-- Text zur Prüfung --
__________

Nach neuesten Zahlen der Bischofskonferenz wendeten die 27 deutschen Bistümer im vergangenen Jahr insgesamt 127,7 Millionen Euro für die Flüchtlingshilfe auf: rund 53,4 Millionen Euro für die Förderung von Initiativen im Inland und rund 74,3 Millionen Euro für Hilfsprojekte in Krisenregionen. Zum Vergleich: Im Jahr 2015 hatten die Diözesen und Hilfswerke 112 Millionen Euro für die Flüchtlingshilfe bereitgestellt.
Die rund 100.000 ehrenamtlichen Flüchtlingshelfer in den Kirchengemeinden, den Ordensgemeinschaften, den katholischen Verbänden und bei der Caritas hätten entscheidend dazu beigetragen, dass sich die "Willkommenskultur" für Flüchtlinge und Asylbewerber zu einer "Integrationskultur" weiterentwickelt habe, heißt es im Abschlussbericht.

__________

Daten zu Referenzausdrücken:
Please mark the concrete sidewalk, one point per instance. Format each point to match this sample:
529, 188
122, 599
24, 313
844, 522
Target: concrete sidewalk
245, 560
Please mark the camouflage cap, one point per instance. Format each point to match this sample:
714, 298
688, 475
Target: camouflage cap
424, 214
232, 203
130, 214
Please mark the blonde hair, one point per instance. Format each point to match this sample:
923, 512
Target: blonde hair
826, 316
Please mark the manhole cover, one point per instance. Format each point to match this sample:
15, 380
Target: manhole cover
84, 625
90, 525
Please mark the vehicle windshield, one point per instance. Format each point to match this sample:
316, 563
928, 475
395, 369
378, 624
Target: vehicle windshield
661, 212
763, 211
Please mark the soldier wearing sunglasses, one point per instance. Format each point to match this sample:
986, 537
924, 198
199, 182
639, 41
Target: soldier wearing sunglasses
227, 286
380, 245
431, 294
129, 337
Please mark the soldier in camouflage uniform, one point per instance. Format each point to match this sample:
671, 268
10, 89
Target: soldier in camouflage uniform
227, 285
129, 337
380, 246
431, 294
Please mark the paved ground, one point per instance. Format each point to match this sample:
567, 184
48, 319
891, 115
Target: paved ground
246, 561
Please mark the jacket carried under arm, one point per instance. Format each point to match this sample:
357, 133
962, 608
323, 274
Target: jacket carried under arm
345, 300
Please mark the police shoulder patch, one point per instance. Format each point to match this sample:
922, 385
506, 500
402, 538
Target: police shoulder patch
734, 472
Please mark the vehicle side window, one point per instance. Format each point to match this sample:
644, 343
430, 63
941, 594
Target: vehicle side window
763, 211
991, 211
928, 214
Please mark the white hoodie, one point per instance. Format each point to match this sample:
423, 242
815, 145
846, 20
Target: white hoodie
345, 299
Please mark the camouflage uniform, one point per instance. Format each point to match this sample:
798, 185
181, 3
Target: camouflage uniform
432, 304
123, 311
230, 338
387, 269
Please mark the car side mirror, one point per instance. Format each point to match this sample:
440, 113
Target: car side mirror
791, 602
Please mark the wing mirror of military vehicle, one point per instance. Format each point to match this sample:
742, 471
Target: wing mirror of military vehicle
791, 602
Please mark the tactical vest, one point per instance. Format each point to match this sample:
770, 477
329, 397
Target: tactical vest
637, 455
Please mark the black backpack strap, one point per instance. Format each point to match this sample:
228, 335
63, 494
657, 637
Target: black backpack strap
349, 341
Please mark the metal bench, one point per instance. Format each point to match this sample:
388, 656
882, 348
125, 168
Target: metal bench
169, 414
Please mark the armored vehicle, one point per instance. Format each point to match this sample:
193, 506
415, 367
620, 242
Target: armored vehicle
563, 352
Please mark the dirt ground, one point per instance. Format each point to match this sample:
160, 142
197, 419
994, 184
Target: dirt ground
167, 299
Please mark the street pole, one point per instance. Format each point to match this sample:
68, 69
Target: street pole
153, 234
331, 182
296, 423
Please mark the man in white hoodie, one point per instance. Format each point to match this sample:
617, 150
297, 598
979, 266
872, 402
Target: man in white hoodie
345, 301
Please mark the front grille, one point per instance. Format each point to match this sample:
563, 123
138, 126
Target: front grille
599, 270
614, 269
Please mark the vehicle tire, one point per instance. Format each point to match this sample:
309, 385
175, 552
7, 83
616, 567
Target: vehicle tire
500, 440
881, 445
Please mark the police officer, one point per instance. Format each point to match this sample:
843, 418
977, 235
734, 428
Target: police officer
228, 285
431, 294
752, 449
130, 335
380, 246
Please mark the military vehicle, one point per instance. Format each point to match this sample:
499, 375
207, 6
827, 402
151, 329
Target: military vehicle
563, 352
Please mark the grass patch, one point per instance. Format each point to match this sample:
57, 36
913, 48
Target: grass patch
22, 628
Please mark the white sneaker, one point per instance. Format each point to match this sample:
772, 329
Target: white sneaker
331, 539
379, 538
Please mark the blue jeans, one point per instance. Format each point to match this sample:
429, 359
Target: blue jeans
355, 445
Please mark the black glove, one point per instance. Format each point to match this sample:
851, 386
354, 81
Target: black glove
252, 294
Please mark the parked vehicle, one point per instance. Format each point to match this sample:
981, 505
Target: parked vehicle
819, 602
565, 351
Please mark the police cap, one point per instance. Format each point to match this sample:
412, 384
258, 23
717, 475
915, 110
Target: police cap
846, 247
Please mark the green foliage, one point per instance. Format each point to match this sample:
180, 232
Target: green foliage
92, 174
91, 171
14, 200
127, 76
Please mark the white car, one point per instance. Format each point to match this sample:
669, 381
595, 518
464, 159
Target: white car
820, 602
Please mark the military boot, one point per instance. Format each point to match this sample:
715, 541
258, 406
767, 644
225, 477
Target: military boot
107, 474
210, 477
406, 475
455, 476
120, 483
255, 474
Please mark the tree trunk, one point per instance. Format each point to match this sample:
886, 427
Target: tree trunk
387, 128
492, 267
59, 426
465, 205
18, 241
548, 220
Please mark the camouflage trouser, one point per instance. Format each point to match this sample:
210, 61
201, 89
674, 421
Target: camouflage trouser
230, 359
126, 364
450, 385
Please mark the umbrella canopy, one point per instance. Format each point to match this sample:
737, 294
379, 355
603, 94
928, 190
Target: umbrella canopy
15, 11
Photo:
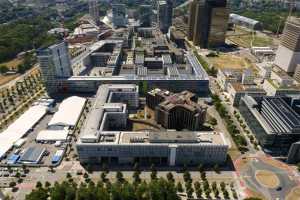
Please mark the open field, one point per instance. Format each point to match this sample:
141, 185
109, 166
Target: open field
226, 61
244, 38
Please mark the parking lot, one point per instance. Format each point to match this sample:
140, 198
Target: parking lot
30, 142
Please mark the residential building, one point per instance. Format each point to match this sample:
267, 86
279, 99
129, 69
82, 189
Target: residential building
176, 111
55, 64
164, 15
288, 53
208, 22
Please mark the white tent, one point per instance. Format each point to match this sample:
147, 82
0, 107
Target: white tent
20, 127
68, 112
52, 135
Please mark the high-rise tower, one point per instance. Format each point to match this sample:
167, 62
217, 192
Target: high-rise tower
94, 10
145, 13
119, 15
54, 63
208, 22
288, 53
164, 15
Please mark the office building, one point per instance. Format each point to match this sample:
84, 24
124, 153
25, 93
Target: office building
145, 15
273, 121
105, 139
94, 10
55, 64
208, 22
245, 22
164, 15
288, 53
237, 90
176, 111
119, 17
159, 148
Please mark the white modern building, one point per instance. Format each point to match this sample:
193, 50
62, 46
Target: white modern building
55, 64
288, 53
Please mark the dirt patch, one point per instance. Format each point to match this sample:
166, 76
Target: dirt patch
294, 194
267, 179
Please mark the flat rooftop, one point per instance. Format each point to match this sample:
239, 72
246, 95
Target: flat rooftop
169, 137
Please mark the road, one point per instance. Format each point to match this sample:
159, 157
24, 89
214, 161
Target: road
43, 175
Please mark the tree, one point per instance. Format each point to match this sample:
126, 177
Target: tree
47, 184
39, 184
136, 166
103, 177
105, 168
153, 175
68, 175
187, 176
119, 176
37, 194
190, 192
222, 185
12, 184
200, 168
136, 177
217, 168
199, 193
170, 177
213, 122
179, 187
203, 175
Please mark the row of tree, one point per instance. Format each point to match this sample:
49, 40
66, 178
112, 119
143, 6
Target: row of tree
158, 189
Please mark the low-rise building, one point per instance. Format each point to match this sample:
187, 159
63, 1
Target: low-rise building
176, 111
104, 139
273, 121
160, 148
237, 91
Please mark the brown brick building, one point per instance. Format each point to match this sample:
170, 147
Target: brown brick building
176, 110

__________

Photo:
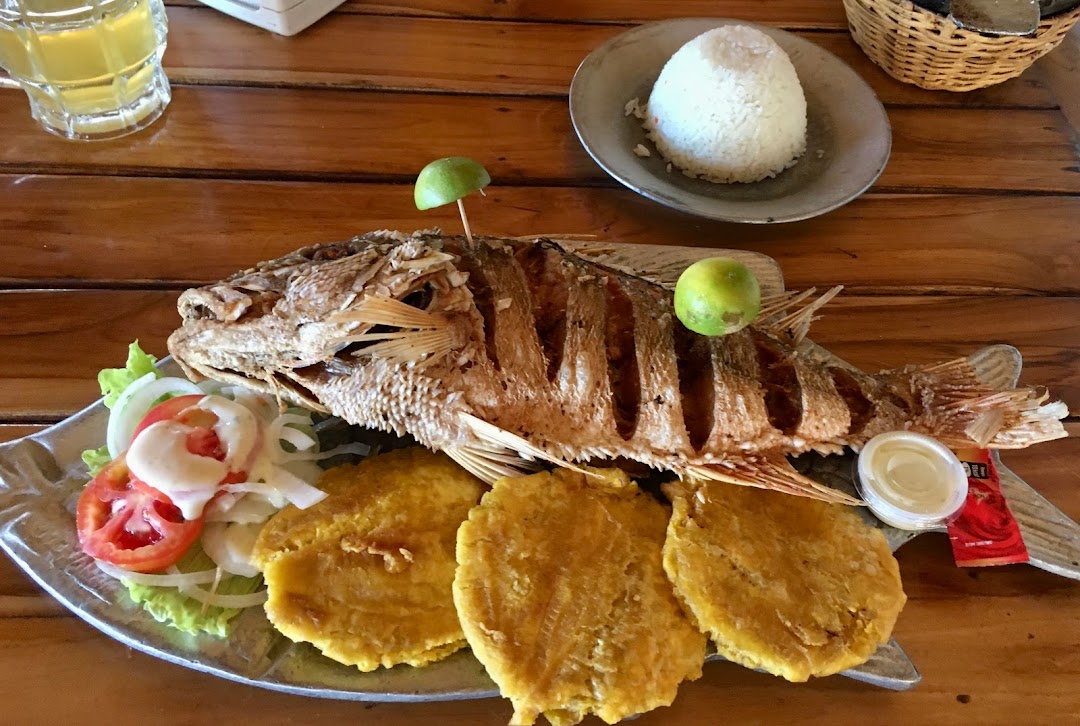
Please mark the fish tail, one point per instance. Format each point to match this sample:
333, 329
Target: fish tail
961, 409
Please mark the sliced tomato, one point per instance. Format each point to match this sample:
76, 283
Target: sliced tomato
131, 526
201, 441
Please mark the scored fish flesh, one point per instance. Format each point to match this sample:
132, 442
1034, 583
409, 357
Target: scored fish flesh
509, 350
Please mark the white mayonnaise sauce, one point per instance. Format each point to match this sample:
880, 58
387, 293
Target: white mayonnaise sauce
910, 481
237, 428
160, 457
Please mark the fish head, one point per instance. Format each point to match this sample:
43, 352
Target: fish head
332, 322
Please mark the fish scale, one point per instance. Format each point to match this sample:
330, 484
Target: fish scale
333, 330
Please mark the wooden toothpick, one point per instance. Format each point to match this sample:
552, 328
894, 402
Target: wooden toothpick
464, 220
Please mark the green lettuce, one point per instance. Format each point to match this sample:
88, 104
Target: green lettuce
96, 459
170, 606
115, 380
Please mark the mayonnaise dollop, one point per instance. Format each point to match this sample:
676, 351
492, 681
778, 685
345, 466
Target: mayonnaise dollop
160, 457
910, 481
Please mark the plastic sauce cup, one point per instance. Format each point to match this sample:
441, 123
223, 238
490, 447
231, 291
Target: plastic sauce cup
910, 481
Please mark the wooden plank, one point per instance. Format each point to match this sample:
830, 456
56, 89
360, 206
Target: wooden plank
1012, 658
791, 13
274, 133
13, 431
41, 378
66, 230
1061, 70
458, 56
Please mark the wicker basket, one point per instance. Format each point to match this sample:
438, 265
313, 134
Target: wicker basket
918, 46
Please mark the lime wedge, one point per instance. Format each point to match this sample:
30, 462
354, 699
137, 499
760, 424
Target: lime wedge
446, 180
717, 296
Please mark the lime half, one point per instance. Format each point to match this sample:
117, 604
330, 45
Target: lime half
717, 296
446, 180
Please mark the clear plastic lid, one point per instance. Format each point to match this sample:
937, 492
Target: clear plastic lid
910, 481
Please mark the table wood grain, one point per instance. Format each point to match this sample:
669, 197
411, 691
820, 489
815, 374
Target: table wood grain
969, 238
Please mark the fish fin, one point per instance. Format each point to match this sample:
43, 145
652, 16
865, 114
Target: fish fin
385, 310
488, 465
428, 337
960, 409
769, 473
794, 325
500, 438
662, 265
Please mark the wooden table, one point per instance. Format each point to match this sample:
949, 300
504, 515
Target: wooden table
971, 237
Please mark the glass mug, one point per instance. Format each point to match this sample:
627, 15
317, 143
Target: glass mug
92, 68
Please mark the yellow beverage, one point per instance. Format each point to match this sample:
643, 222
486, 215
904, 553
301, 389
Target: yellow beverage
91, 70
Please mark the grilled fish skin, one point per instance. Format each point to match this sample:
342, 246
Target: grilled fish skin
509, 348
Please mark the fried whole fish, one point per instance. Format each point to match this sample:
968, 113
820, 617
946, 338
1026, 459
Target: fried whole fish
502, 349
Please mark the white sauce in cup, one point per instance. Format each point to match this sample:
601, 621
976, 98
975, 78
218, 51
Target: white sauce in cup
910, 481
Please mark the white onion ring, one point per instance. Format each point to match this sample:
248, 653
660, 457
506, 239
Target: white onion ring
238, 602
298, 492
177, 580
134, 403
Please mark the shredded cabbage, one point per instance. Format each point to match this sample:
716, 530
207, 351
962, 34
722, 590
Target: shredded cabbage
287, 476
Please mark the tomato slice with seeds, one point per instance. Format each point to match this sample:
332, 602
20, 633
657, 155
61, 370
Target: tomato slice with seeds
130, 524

__________

-- Aufgabenstellung --
Setzen Sie den Text über die Flüchtlingshilfe der deutschen Bistümer im Anschluss an seinen letzten Satz fort.

-- Ergebnis --
Personalien
Bei der Vollversammlung beschlossen die Bischöfe auch einige Personalien. So ist der Paderborner Weihbischof Dominicus Meier neues Mitglied der Migrationskommission der Bischofskonferenz. Der Münchner Weihbischof Rupert Graf zu Stolberg wurde zum Mitglied der Publizistischen Kommission gewählt und der Essener Weihbischof Ludger Schepers arbeitet künftig in der Koordinierungskonferenz zwischen der Deutschen Bischofskonferenz und der Deutschen Ordensobernkonferenz (DOK) mit.
Zur neuen Leiterin des Bereichs Kirche und Gesellschaft im Sekretariat der Bischofskonferenz wurde Dagmar Nelleßen-Strauch bestellt. Sie ist die einzige weibliche Bereichsleiterin in der Behörde. Timo Güzelmansur wurde als Leiter der Christlich-Islamischen Begegnungs- und Dokumentationsstelle CIBEDO in Frankfurt bestätigt. (mit Material von KNA)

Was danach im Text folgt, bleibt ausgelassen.